> _Supplied material_
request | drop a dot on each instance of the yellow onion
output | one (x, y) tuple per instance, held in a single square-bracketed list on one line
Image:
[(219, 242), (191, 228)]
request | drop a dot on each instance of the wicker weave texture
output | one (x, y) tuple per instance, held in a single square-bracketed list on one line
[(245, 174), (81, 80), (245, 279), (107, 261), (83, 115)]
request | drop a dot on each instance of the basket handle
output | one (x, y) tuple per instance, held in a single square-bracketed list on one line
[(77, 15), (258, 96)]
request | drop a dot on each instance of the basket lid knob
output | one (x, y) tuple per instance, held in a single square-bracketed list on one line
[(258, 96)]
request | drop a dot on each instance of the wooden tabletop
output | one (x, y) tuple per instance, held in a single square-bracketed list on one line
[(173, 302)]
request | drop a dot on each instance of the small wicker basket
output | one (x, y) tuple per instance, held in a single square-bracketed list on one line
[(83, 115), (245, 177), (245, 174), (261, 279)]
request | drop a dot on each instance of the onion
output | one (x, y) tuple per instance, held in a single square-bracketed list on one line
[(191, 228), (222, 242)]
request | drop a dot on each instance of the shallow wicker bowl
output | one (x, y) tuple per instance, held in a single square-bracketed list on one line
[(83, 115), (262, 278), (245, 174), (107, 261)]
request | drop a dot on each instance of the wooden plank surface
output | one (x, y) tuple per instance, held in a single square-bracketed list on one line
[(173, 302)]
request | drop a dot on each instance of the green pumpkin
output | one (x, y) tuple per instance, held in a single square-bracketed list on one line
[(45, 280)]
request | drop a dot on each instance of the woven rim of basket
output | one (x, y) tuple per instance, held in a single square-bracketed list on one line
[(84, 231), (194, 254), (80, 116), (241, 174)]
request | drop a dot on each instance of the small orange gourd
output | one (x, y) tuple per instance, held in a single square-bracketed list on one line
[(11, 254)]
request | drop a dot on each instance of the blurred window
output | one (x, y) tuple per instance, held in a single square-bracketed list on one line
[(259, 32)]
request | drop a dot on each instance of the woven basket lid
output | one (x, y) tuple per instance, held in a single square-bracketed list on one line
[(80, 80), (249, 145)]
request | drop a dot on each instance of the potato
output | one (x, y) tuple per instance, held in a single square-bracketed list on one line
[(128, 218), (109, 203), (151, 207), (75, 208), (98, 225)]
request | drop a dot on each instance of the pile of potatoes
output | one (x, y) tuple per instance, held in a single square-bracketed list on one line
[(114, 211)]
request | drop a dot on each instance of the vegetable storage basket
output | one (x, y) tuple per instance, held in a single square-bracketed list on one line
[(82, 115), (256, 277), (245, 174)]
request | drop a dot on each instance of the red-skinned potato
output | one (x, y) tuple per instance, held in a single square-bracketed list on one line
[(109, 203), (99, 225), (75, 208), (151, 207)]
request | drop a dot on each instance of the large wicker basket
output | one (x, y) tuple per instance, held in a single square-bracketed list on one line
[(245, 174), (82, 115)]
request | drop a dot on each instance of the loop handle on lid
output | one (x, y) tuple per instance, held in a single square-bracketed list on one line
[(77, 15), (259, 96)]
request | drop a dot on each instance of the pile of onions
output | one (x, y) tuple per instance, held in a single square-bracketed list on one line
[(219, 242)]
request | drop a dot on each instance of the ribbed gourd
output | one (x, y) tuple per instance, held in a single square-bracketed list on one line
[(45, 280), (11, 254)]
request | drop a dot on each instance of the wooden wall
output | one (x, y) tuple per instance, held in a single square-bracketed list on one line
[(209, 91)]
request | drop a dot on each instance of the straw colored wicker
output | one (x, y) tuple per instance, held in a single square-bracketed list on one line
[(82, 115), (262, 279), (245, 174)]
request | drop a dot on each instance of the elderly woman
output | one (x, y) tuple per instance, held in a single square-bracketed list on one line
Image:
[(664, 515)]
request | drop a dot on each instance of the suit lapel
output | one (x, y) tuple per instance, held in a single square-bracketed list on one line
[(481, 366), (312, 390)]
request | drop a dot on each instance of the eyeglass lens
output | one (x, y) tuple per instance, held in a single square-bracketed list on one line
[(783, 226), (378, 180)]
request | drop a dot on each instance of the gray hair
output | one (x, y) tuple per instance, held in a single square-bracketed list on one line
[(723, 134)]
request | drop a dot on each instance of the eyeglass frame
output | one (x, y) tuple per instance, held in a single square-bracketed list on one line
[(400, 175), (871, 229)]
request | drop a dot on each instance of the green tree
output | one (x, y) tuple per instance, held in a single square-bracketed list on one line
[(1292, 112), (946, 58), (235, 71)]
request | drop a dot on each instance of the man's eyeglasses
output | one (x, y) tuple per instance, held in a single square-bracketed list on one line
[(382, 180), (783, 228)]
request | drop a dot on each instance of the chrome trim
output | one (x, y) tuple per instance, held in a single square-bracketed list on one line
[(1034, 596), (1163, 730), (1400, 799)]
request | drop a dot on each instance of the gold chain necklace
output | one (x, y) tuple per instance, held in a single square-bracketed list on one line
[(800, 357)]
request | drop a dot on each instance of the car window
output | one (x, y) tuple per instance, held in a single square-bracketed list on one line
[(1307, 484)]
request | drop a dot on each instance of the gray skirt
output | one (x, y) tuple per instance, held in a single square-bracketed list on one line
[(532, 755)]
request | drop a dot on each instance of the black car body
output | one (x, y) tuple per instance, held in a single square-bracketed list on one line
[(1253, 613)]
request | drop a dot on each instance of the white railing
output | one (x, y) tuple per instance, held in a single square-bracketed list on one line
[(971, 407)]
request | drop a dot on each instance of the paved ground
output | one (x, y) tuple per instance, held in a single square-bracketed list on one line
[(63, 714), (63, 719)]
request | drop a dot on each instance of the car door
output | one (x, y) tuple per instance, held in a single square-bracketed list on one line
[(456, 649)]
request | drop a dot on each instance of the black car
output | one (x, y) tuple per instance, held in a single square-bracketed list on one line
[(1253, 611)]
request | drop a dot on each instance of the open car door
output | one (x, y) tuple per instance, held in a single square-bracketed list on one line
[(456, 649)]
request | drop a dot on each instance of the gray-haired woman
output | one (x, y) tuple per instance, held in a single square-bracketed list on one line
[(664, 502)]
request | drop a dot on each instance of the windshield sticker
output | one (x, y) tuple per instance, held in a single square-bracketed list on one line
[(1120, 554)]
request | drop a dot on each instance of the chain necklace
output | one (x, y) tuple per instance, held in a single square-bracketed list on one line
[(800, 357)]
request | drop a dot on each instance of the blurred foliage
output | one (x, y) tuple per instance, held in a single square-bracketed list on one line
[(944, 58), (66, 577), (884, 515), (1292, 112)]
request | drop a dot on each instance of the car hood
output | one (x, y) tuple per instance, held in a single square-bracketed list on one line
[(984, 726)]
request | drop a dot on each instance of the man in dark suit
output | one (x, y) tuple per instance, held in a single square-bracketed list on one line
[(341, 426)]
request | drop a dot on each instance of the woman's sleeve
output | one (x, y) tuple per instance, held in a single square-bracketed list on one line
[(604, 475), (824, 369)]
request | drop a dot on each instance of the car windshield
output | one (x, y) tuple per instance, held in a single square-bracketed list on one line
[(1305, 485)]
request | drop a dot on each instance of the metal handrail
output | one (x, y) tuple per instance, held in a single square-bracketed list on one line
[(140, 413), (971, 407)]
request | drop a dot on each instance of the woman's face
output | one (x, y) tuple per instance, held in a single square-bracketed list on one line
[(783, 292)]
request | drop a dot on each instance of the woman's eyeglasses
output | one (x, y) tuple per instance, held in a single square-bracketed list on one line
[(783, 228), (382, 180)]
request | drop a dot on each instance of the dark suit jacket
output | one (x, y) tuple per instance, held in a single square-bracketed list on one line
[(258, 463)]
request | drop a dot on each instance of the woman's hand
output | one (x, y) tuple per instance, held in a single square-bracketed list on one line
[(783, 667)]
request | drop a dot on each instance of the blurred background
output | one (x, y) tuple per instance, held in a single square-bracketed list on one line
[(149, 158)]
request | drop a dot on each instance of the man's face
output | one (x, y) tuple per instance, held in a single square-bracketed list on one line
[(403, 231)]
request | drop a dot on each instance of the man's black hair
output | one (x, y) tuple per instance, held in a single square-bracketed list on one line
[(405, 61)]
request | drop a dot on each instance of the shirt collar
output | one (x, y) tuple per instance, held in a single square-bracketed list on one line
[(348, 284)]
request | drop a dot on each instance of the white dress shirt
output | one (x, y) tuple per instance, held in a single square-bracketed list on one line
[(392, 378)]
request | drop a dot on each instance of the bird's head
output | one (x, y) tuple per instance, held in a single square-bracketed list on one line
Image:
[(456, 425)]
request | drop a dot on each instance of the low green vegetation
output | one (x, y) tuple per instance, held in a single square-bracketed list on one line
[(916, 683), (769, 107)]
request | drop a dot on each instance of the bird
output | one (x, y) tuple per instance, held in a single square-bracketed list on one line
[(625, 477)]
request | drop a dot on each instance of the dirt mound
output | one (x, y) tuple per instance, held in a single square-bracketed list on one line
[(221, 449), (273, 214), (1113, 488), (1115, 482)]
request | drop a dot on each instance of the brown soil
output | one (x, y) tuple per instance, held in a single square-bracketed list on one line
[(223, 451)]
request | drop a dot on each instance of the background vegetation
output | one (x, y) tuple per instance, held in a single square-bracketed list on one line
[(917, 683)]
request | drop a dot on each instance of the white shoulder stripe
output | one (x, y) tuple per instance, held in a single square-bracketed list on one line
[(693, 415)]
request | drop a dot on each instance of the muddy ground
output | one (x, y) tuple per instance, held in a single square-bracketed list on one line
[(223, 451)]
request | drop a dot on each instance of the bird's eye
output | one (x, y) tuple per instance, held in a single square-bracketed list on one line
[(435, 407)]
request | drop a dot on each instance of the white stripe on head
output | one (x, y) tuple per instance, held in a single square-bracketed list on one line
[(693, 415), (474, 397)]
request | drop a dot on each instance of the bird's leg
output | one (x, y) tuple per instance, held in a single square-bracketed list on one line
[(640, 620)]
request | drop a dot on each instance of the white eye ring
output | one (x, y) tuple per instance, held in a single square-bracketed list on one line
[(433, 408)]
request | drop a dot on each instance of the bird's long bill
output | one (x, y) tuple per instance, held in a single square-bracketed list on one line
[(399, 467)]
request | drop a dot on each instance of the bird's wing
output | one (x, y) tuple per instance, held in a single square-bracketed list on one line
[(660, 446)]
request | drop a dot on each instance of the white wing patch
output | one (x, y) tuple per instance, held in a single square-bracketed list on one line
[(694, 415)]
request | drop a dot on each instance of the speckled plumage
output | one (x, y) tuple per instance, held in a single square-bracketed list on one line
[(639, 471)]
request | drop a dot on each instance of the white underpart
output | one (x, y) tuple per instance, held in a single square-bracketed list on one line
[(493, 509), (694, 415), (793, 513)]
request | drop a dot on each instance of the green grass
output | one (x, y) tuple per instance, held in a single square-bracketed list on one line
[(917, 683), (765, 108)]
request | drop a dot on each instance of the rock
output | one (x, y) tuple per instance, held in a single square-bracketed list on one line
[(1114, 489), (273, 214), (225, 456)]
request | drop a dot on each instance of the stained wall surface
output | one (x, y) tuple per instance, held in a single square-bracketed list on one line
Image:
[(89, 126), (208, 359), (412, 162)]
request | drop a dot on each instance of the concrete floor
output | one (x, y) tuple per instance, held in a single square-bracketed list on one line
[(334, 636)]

> _Set problem_
Rewrite the material starting with the line with "the green grass" and going on through the line with "[(917, 683), (765, 108)]", with "green grass" changed to "lawn" and nothing else altered.

> _Correct response_
request | drop a dot on each instance of the lawn
output | one (x, y) tuple per instance, held in a single square-bracketed list on one line
[(917, 683), (765, 108)]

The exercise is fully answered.